- _Exercise text_
-*-*-
A new basketball league is set to tip off in Saskatchewan this fall, but it will feature more than just dribbles and dunks.
The Living Skies Indigenous Basketball League is partnering with the Aboriginal Friendship Centres of Saskatchewan to feature a one-of-a-kind program for youth across the province, ages 11 to 17. The ages will be broken down into two groups, boys and girls, with the junior program for 11- to 14-year-olds and the senior program for 15- to 17-year-olds.
And while there will be plenty of basketball skills taught, lessons learned will go much deeper.
“The league will consist of three components,” said Paige Crozon, manager of the Living Skies Basketball League and former professional player. “There will be an on-court session, workshops and a cultural education component where the athletes will be connected with an Indigenous elder as well as practice plans and coaches’ manuals that are grounded in Indigenous ways of knowing.”
After growing up and playing basketball in her home province, Crozon attended the University of Utah on a full-ride scholarship, where she earned two degrees while amassing 1,000 career points for the Utes. From there, she played professionally in Europe and then with the Canadian national team for nine years.
-*-*-
- _Collected data_
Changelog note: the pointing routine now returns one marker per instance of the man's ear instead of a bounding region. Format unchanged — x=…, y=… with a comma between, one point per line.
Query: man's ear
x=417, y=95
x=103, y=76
-*-*-
- _Your assignment_
Give the article on the new basketball league again, starting with "And while there" and going on through "for nine years.", with "athletes" changed to "players".

- _Solution_
And while there will be plenty of basketball skills taught, lessons learned will go much deeper.
“The league will consist of three components,” said Paige Crozon, manager of the Living Skies Basketball League and former professional player. “There will be an on-court session, workshops and a cultural education component where the players will be connected with an Indigenous elder as well as practice plans and coaches’ manuals that are grounded in Indigenous ways of knowing.”
After growing up and playing basketball in her home province, Crozon attended the University of Utah on a full-ride scholarship, where she earned two degrees while amassing 1,000 career points for the Utes. From there, she played professionally in Europe and then with the Canadian national team for nine years.